◆ **READING PASSAGE**
····················

FPI Quick Look Data Description

The Quick Look data are produced for both Burst and Survey data, and are made available to the scientific community and the public by the MMS Science Data Center. This data set includes provisional Level-2 moments, ion energy spectra, and electron pitch-angle distributions. Descriptions for these are the same as those given above for the SITL data.

FPI Level-2 Data Description

The Level-2 data are the basic research data provided for use by MMS instrument teams and the scientific community. They are released 30 days after receipt of data from the spacecraft. They are produced for both the Burst and Survey data. They incorporate updates to calibration factors developed during that 30 day interval. The basic scientific quantities are the phase space densities and the plasma moments. Additionally, uncertainties in these quantities are provided at the one-sigma level. These uncertainties are based entirely on Poisson statistics, i.e. the counting statistics (Gershman et al. 2015a, 2015b).

The Level-2 data product also provides information suitable for producing visualizations of the 3D skymaps in the forms of: (1) Energy-time ion spectrograms (ion flux versus time) for a set of 6 directions (sunward, antisunward, dusk, dawn, and ecliptic north and south). (2) Electron pitch angle spectrograms (electron flux versus time) that subsume energy information by summing or averaging over several specific sets of energies. (3) Energy-time spectrograms for electrons sorted into parallel, anti-parallel, and perpendicular angular ranges to differentiate regions of differing magnetic topology for the purpose of identifying magnetic field aligned structures.

7 Summary

The MMS Fast Plasma Investigation measures electron and ion differential directional flux distributions on MMS at high temporal resolution. Our approach to conducting these measurements is to use for each species, electrons and ions, eight \(180^{\circ}\) top hat spectrometers, packaged as dual spectrometers that we refer to as DES for electrons and DIS for ions. The two sets of four spectrometers on each spacecraft are supported by a single block redundant IDPU that communicates with the Instrument Suite CIDP, controls the spectrometers, and collects data from them.

The spectrometers were designed and built with high precision and uniformity, as verified by instrument test and calibration. Extensive ground calibration gave a solid base line for understanding the behavior of the sensors. An extensive program of in-flight calibration is executed for the purpose of maintaining a high standard of instrument calibration for all units. Quantities of interest in this calibration program include the detector systems’ operating points, detection efficiencies, and HV stepping supply performance.

····················

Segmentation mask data
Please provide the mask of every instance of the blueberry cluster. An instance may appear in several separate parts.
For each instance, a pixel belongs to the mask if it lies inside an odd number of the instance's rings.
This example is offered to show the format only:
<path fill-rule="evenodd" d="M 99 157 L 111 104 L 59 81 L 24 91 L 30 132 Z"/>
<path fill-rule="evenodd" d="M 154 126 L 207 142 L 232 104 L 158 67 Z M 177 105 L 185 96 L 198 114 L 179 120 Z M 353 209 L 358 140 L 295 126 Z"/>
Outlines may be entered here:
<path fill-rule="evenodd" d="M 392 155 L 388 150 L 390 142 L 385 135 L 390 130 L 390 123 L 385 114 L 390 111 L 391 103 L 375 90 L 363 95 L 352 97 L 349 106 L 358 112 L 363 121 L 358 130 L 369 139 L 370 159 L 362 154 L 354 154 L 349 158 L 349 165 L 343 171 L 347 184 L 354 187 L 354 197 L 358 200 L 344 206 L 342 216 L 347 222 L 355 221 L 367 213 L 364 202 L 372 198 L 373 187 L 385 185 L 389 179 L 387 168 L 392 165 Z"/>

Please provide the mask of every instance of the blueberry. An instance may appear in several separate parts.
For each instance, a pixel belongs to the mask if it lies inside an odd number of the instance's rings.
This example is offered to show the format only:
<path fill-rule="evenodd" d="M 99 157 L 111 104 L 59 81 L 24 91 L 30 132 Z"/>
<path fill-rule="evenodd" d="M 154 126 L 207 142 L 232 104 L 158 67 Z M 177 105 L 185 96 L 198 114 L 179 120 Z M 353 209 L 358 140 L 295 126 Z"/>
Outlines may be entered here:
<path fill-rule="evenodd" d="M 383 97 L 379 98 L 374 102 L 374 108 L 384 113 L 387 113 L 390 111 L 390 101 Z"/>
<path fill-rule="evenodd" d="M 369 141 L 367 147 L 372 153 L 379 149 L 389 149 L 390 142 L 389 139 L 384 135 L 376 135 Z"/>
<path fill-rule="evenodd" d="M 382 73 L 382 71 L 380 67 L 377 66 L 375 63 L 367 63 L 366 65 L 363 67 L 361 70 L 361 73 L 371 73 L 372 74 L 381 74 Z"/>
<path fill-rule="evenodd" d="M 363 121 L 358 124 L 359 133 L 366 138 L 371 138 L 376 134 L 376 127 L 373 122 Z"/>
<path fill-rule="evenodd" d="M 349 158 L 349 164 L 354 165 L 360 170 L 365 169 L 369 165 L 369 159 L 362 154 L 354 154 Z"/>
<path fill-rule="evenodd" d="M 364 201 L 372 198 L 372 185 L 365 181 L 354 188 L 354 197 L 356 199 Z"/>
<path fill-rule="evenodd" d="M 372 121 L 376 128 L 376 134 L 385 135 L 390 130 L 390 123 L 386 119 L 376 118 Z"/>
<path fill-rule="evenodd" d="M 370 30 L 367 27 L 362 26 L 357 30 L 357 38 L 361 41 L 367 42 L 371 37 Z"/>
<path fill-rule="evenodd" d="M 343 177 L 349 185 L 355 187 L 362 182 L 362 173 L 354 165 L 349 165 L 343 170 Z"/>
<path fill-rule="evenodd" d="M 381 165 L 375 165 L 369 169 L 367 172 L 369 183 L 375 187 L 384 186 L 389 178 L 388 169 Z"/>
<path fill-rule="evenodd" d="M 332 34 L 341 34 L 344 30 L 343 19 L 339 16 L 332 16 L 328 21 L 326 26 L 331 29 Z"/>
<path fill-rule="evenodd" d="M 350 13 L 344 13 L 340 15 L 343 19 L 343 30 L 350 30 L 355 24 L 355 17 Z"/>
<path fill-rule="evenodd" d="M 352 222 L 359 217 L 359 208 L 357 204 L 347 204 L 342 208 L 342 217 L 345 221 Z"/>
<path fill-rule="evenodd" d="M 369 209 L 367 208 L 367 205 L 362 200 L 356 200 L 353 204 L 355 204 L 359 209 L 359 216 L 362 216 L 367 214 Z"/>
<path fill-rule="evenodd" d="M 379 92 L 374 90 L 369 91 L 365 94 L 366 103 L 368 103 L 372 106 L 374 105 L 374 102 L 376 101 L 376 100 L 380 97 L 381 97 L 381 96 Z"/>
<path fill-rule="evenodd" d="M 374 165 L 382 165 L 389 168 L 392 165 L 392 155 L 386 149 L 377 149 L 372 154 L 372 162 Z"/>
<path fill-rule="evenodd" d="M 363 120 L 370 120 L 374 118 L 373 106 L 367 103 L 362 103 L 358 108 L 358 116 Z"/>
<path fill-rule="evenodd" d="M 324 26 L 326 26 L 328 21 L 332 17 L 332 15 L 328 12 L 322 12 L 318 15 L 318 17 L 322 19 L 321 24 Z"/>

····················

◆ **EXERCISE**
Rewrite the FPI data description starting at "FPI Quick Look" and ending at "the SITL data.", with "Quick Look" changed to "Preview". The listing is separate material, unrelated to the passage.

◆ **OUTPUT OF THE TASK**
FPI Preview Data Description

The Preview data are produced for both Burst and Survey data, and are made available to the scientific community and the public by the MMS Science Data Center. This data set includes provisional Level-2 moments, ion energy spectra, and electron pitch-angle distributions. Descriptions for these are the same as those given above for the SITL data.